Items stored from a collection
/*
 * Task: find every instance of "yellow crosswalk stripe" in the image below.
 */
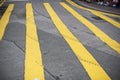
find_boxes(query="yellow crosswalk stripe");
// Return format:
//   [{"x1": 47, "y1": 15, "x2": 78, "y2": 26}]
[
  {"x1": 24, "y1": 3, "x2": 44, "y2": 80},
  {"x1": 60, "y1": 2, "x2": 120, "y2": 54},
  {"x1": 66, "y1": 0, "x2": 120, "y2": 18},
  {"x1": 91, "y1": 11, "x2": 120, "y2": 28},
  {"x1": 44, "y1": 3, "x2": 110, "y2": 80},
  {"x1": 66, "y1": 0, "x2": 120, "y2": 28},
  {"x1": 0, "y1": 4, "x2": 14, "y2": 40}
]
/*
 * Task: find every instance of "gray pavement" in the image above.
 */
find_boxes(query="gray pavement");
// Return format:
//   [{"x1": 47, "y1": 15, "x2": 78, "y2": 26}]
[{"x1": 0, "y1": 0, "x2": 120, "y2": 80}]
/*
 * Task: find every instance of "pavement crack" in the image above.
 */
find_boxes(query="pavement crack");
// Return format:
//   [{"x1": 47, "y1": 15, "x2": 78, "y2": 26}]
[{"x1": 44, "y1": 68, "x2": 61, "y2": 80}]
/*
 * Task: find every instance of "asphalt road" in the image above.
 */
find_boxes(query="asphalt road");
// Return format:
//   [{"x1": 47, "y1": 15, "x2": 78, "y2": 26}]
[{"x1": 0, "y1": 0, "x2": 120, "y2": 80}]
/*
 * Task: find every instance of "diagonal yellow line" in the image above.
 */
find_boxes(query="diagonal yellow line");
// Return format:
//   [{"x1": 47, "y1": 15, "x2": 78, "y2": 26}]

### What you have to do
Can you copy every row above word for word, leaving out the pictures?

### Result of the exercise
/*
 * Task: find every instance of "yellow crosswalk stripe" in the image below.
 */
find_boxes(query="yellow crosswalk stripe");
// Return format:
//   [{"x1": 47, "y1": 15, "x2": 78, "y2": 26}]
[
  {"x1": 24, "y1": 3, "x2": 44, "y2": 80},
  {"x1": 60, "y1": 2, "x2": 120, "y2": 54},
  {"x1": 66, "y1": 0, "x2": 120, "y2": 18},
  {"x1": 91, "y1": 11, "x2": 120, "y2": 28},
  {"x1": 44, "y1": 3, "x2": 110, "y2": 80},
  {"x1": 66, "y1": 0, "x2": 120, "y2": 28},
  {"x1": 0, "y1": 4, "x2": 14, "y2": 40}
]
/*
 * Task: find every instance of "gray pavement" in the image above.
 */
find_boxes(query="gray pavement");
// Return format:
//   [{"x1": 47, "y1": 15, "x2": 78, "y2": 26}]
[{"x1": 0, "y1": 0, "x2": 120, "y2": 80}]
/*
 * Task: find every instance of "pavement crack" in the image above.
 */
find_boxes(query="pavement crack");
// Return format:
//   [{"x1": 47, "y1": 15, "x2": 78, "y2": 26}]
[{"x1": 44, "y1": 68, "x2": 61, "y2": 80}]
/*
 * Task: find every instance of "asphalt road" in the image above.
 */
find_boxes(query="asphalt road");
// Return format:
//   [{"x1": 47, "y1": 15, "x2": 78, "y2": 26}]
[{"x1": 0, "y1": 0, "x2": 120, "y2": 80}]
/*
 * Task: find every instance of "diagonal yellow line" in the image above.
 */
find_boxes(query="diagonal yellow line");
// Return format:
//   [{"x1": 47, "y1": 15, "x2": 78, "y2": 26}]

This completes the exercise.